> [数据行]:

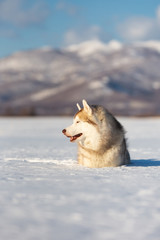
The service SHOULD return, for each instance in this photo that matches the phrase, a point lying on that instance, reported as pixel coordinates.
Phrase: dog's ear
(78, 106)
(86, 107)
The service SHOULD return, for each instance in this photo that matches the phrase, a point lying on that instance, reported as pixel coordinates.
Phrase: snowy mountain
(124, 78)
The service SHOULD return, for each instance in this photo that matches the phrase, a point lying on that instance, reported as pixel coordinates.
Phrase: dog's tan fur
(102, 143)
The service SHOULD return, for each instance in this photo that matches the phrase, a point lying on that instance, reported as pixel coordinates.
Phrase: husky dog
(100, 137)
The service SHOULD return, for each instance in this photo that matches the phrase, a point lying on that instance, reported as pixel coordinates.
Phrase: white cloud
(140, 28)
(69, 8)
(80, 35)
(14, 12)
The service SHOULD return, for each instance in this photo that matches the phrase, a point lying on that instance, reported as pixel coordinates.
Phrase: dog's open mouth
(73, 138)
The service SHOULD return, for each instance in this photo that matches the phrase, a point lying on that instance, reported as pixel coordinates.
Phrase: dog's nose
(64, 131)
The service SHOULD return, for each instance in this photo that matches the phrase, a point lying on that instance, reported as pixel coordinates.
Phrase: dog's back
(100, 137)
(112, 149)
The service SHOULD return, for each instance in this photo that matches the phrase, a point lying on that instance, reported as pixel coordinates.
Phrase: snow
(45, 194)
(93, 46)
(155, 45)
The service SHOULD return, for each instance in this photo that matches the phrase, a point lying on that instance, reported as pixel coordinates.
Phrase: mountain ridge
(125, 78)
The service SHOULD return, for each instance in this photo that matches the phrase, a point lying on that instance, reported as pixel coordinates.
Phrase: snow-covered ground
(46, 195)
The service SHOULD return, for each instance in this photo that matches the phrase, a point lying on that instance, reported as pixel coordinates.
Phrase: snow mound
(155, 45)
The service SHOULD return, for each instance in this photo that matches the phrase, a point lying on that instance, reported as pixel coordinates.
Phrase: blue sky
(28, 24)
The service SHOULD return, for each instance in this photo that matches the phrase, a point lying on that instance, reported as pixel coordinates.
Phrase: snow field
(45, 194)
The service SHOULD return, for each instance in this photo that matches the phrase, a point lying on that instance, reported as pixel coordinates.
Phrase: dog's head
(84, 125)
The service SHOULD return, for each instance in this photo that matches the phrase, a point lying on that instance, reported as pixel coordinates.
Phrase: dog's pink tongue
(72, 138)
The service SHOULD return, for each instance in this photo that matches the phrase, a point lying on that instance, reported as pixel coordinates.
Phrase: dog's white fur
(100, 137)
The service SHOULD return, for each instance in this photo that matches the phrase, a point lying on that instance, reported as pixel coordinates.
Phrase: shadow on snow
(144, 163)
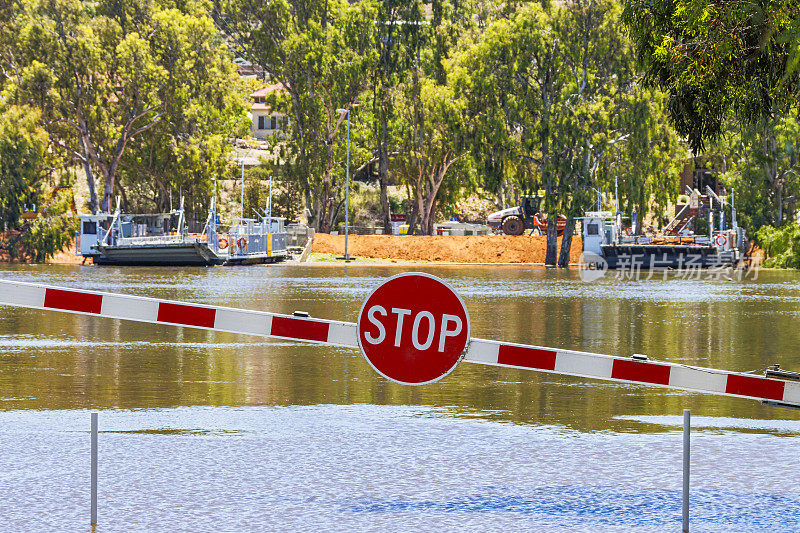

> [待完成任务]: 上面的条目中有几行含有字符串“mountain”？只写出这个数字。

> [练习答案]: 2